── TEXT SEGMENT ──
Litigation - In March 2011, Noble Drilling (U.S.) LLC (“Noble”) filed a lawsuit against us in the District Court of Harris County, Texas alleging, among other things, breach of contract, breach of the duty of good faith and fair dealing, and negligent misrepresentation, relating to a multi-year drilling contract for a newly constructed drilling rig to be deployed in the U.S. Gulf of Mexico. We filed an answer in April 2011, contending, among other things, failure to perform, failure to comply with material obligations, failure to mitigate alleged damages and that Noble failed to provide the rig according to the operating, performance and safety requirements specified in the drilling contract. Noble is seeking an unspecified amount of damages. We are vigorously defending this litigation. The ultimate outcome of this lawsuit, including any financial effect on us, remains uncertain. We do not believe an estimate of a reasonably possible loss (or range of loss) can be made for this lawsuit at this time.
Other contingencies - During the second quarter of 2011, the AOSP operator determined the need and developed preliminary plans to address water flow into a previously mined and contained section of the Muskeg River mine. Our share of the estimated costs in the amount of $64 million was recorded to cost of revenues. At September 30, 2011, the remaining liability is $56 million.
Contractual commitments – At September 30, 2011, Marathon’s contract commitments to acquire property, plant and equipment were $2,641 million. The decrease from commitment levels previously reported is primarily due to the spin-off of our downstream business on June 30, 2011. See Note 2 for discussion of the spin-off.
22
Item 2. Management’s Discussion and Analysis of Financial Condition and Results of Operations
Certain sections of Management’s Discussion and Analysis of Financial Condition and Results of Operations include forward-looking statements concerning trends or events potentially affecting our business. These statements typically contain words such as “anticipates,” “believes,” “estimates,” “expects,” “targets,” “plans,” “projects,” “could,” “may,” “should,” “would” or similar words indicating that future outcomes are uncertain. In accordance with “safe harbor” provisions of the Private Securities Litigation Reform Act of 1995, these statements are accompanied by cautionary language identifying important factors, though not necessarily all such factors, which could cause future outcomes to differ materially from those set forth in forward-looking statements. For additional risk factors affecting our business, see Item 1A. Risk Factors in this Form 10-Q and our 2010 Annual Report on Form 10-K.
Spin-off Downstream Business into Independent Company
On June 30, 2011, the spin-off of Marathon’s downstream (Refining, Marketing and Transportation) business was completed, creating two independent energy companies: Marathon Petroleum Corporation (“MPC”) and Marathon Oil Corporation. Marathon shareholders at the close of business on the record date of June 27, 2011 received one share of MPC common stock for every two shares of Marathon common stock held. Fractional shares of MPC common stock were not distributed and any fractional share of MPC common stock otherwise issuable to a Marathon shareholder was sold in the open market on such shareholder's behalf, and such shareholder received a cash payment with respect to that fractional share. A tax ruling received in June 2011 from the U.S. Internal Revenue Service (“IRS”) affirmed the tax-free nature of the spin-off. Activities related to the downstream business have been treated as discontinued operations in all periods presented in this Form 10-Q (see Note 2 to the consolidated financial statements for additional information).
───
_EXERCISE TASK 1_
Please gather every line of the entries that contains the word "lanyard", treating uppercase and lowercase as different.
── RECORD SET ──
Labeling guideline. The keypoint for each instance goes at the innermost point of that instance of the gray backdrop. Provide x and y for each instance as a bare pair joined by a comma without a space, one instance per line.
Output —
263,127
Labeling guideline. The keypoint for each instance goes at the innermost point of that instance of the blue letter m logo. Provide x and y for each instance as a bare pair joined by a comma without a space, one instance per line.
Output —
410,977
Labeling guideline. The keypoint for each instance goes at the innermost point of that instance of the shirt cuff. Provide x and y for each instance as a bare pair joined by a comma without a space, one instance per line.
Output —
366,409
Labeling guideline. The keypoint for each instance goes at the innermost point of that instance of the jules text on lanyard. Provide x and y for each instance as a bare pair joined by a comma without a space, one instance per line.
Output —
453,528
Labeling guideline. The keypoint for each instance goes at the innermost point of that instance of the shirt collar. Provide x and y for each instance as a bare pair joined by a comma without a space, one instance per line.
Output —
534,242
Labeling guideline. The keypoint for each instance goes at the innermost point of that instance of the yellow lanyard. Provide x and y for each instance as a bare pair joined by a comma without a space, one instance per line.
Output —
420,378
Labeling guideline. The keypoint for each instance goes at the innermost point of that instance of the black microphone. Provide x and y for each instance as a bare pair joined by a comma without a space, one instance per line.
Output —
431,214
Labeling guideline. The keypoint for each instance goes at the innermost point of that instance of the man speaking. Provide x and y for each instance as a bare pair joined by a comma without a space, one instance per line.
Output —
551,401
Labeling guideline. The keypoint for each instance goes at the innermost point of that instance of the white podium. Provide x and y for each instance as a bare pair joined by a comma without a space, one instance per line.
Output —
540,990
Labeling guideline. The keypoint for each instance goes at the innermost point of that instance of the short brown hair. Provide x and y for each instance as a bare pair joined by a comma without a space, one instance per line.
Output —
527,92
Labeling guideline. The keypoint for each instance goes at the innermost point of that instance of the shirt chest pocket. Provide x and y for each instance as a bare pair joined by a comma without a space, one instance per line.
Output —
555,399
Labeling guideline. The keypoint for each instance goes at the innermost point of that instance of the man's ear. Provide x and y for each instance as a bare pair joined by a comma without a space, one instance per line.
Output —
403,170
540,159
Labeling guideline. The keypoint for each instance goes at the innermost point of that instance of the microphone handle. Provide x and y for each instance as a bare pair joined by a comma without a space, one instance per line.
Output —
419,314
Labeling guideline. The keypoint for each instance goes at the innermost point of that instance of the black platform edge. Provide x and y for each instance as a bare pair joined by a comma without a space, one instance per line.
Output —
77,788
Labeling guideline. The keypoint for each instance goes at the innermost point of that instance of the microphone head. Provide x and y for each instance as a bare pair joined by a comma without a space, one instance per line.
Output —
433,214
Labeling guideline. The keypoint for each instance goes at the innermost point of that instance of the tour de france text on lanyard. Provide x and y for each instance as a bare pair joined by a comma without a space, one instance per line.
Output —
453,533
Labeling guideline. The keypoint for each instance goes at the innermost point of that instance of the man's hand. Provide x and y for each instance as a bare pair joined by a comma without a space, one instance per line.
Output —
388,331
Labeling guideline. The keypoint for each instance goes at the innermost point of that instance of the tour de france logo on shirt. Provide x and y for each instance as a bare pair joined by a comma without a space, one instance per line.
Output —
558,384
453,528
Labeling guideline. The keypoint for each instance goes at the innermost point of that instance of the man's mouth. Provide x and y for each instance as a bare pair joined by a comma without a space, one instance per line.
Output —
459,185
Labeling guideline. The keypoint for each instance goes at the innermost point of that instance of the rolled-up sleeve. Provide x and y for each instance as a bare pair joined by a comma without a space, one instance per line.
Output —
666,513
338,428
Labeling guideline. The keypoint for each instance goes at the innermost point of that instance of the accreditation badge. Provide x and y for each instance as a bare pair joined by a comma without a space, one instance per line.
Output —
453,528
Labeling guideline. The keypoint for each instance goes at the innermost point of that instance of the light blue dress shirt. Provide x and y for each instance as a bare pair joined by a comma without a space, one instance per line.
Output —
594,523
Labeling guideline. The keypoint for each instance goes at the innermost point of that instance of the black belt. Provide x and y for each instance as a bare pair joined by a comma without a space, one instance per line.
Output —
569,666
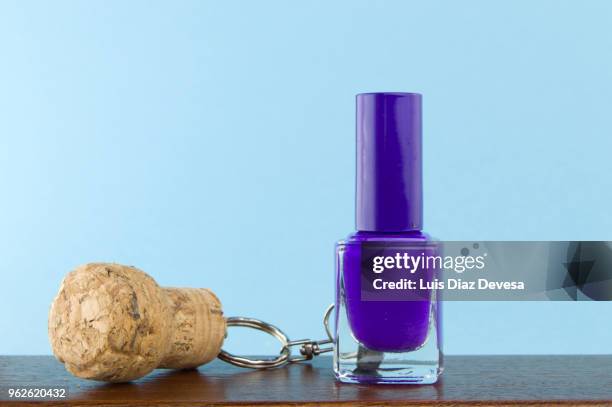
───
_EXERCISE TASK 2_
Decide whether each statement below agrees with the Marathon filing excerpt. Answer yes or no for each and quote the deciding words from the Marathon filing excerpt.
(a) Noble filed its lawsuit in the District Court of Harris County, Texas.
(b) Marathon shareholders received one share of MPC common stock for each share of Marathon common stock they held.
(c) At September 30, 2011, the remaining liability tied to the Muskeg River mine water flow was $64 million.

_CORRECT RESULT 1_
Labeling guideline. The keypoint for each instance goes at the innermost point of that instance of the jules text on lanyard. Provide x and y for each instance as a bare pair joined by a comma without a space, one instance per line.
Labeling guideline. The keypoint for each instance goes at the innermost point of that instance of the yellow lanyard. Provide x and y for each instance as a bare pair joined by a comma without a space, one instance per line.
Labeling guideline. The keypoint for each instance goes at the innermost point of that instance of the tour de france text on lanyard. Provide x and y for each instance as a bare pair joined by a comma without a space, one instance per line.

_CORRECT RESULT 2_
(a) Yes: "filed a lawsuit against us in the District Court of Harris County, Texas"
(b) No: "received one share of MPC common stock for every two shares of Marathon common stock held"
(c) No: "At September 30, 2011, the remaining liability is $56 million."